=== What you will do ===
1. Please give the stretch of the studio assistants text from "For easel time, I’m" through "professional tangents, too." again, replacing "studio elves" with "studio helpers".
2. List every person the studio assistants text mentions by name.
3. Answer these questions from the studio assistants text:
(a) In what field did the design school graduate work during the week?
(b) Where was Lauren Child when she churned out Damien Hirsts?
(c) In what city are Alexander Gorlizki's paintings produced?

A design school graduate who recently visited asked, “Would you like an assistant? I want to get back to painting after working in product design during the week. Can I come over Saturdays?”
The value of a studio assistant is measured in a special kind of commitment to art. While all of mine have been artists, none have worked on my paintings. Instead, what’s created is a shared vision executed by way of vital, less brushy responsibilities. Still, there’s a tiny curiosity about what I might learn by taking on my recent visitor.
For easel time, I’m with the Impressionists in favouring the purity of producing work alone. Michelangelo, Rubens and Rembrandt had help, though, and the current production realm of contemporary art — designed to meet high demands and maximize profits — has once again elevated some studio elves to the height of factory efficiency, with out-sourcing trumping the private toil of a single-hearted imagining. With the allure of mentoring, experience-building and connectivity, assisting promises to reap its own professional tangents, too.
So if painting’s what you really want to do, you can work for an artist who doesn’t do his own. Lauren Child, now a children’s writer and illustrator, once churned out Damien Hirsts alone in a room in South London. Jeff Koons admits to never picking up a brush, leaving the projecting, tracing, cutting, pasting, drawing and filling-in to a revolving team of skilled MFAs. If you live in India, you can work for New York-based Alexander Gorlizki. Did I mention, he’s in New York while his paintings are being produced in Jaipur?

=== Dataset records ===
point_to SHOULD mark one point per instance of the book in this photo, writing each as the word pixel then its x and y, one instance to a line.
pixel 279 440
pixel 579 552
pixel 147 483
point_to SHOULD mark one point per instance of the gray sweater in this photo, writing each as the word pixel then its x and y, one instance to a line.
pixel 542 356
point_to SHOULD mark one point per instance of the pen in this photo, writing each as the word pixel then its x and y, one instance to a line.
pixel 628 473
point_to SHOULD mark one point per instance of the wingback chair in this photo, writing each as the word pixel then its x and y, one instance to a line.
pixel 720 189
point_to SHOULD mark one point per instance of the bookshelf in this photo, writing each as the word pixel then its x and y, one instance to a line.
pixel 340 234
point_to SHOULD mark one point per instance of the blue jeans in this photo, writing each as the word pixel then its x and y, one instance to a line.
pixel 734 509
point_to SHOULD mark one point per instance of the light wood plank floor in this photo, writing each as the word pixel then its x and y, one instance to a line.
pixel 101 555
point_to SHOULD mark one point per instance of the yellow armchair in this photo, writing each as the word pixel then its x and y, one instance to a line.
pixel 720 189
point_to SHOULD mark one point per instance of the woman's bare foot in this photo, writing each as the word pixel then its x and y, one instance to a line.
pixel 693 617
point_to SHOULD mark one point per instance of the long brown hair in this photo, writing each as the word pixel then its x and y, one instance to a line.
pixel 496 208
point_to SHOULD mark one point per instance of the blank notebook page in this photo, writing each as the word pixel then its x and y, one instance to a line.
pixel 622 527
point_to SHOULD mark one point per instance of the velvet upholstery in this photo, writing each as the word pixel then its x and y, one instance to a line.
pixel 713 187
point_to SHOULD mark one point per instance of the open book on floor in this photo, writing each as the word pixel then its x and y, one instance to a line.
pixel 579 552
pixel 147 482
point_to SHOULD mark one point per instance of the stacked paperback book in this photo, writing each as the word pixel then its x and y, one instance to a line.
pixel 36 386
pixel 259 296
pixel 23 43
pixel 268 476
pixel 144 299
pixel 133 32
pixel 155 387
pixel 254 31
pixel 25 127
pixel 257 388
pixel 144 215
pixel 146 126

=== Outputs in order ===
1.
For easel time, I’m with the Impressionists in favouring the purity of producing work alone. Michelangelo, Rubens and Rembrandt had help, though, and the current production realm of contemporary art — designed to meet high demands and maximize profits — has once again elevated some studio helpers to the height of factory efficiency, with out-sourcing trumping the private toil of a single-hearted imagining. With the allure of mentoring, experience-building and connectivity, assisting promises to reap its own professional tangents, too.

2.
Michelangelo
Rubens
Rembrandt
Lauren Child
Damien Hirst
Jeff Koons
Alexander Gorlizki

3.
(a) Product design
(b) Alone in a room in South London
(c) Jaipur